Anche Giolitti, deputato dal 1887 e Presidente del Consiglio, una prima volta nel 1892-1893, apparteneva alla Sinistra. Nel 1892 il ministero Di Rudini dava le dimissioni , dimissioni causate dal fallimento di quella politica definita del raccoglimento e dell’economia che non furono, però , sufficienti a restaurare il bilancio.
L’8 maggio , Umberto I, per la soluzione della crisi , dopo aver avuto colloqui col Farini e col Bianchieri , Presidente delle due Camere, volle interrogare Francesco Crispi.
Il vecchio statista non nascose al sovrano la gravità della situazione in cui il paese si trovava:
“Maestà , disse, l’Italia è in condizioni peggiori di quel che fu il Piemonte dopo Novara. Il paese ha perduto la coscienza di sé . Gli si è tolto il coraggio , si è avvilito parlando di miserie che non esistono , si è illuso dandogli a credere che con sole economie si poteva pareggiare il bilancio…Non vi è tempo da perdere…Bisogna provvedere subito…Si son perduti quindici mesi e si è tutto disordinato; la Francia ci è nemica più di prima, le altre potenze o ci sono tepide o indifferenti. Noi siamo al di sotto della Spagna …Se non si provvede subito , se si perdono altri mesi ancora senza portare rimedio si nostri mali andremo incontro ad un disastro.”

_COMPITI DA SVOLGERE_.
1 - Indica se ciascuna affermazione concorda con il testo sulla crisi del 1892, rispondendo sì o no e citando le parole decisive: (a) Crispi disse al re che la Francia era più ostile di prima; (b) Giolitti apparteneva alla Destra; (c) le economie del ministero Di Rudinì bastarono a restaurare il bilancio.
2 - Scrivi il seguito del testo sulla crisi del 1892, riprendendo subito dopo l'ultima frase.

_VOCI RIPORTATE_.

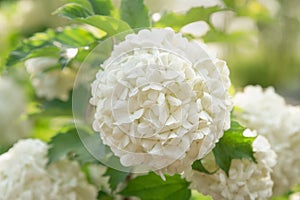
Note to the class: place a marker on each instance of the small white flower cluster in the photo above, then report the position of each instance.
(48, 81)
(24, 175)
(247, 180)
(267, 112)
(161, 102)
(12, 105)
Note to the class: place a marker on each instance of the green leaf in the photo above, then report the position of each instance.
(115, 177)
(177, 21)
(108, 24)
(152, 187)
(73, 10)
(84, 3)
(198, 166)
(101, 7)
(28, 46)
(69, 144)
(104, 196)
(214, 35)
(233, 145)
(135, 13)
(4, 149)
(74, 37)
(51, 43)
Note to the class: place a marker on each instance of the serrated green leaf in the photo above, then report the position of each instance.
(69, 144)
(4, 149)
(198, 196)
(101, 7)
(152, 187)
(84, 3)
(104, 196)
(198, 166)
(233, 145)
(177, 20)
(135, 13)
(73, 10)
(214, 35)
(51, 43)
(115, 177)
(108, 24)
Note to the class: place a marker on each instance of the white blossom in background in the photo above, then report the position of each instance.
(12, 106)
(50, 83)
(24, 175)
(174, 5)
(161, 102)
(247, 180)
(267, 112)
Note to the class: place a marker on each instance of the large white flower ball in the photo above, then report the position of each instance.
(267, 112)
(247, 180)
(161, 101)
(24, 175)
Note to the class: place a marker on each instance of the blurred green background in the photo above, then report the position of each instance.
(260, 40)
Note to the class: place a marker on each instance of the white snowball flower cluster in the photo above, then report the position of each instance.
(50, 83)
(12, 105)
(161, 101)
(247, 180)
(267, 112)
(24, 175)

_RISPOSTE SCRITTE_.
1 -
(a) Sì: "la Francia ci è nemica più di prima".
(b) No: "apparteneva alla Sinistra".
(c) No: "che non furono, però , sufficienti a restaurare il bilancio".

2 -
A ciò Umberto I rispose proponendogli Giovanni Giolitti come persona degna di guidare la nazione e chiedendogli il giudizio. Lo statista diede il seguente giudizio:
“Lo credo incapace di reggere lo Stato. Sarebbe un errore affidargli il governo del paese. Non ha studi, non ha esperienza, non ha arte di governo , conosce appena l’amministrazione…Non faccia nuovi esperimenti, non affidi il dovere a uomini che devono fare il loro noviziato…Bisogna che l’Italia sia meglio governata , che sia forte , potente , uguale a tutte le altre potenze. E per questo bisogna mettersi in mano ad uomini che sappiano restaurare lo Stato, ristabilire il nostro prestigio all’estero.”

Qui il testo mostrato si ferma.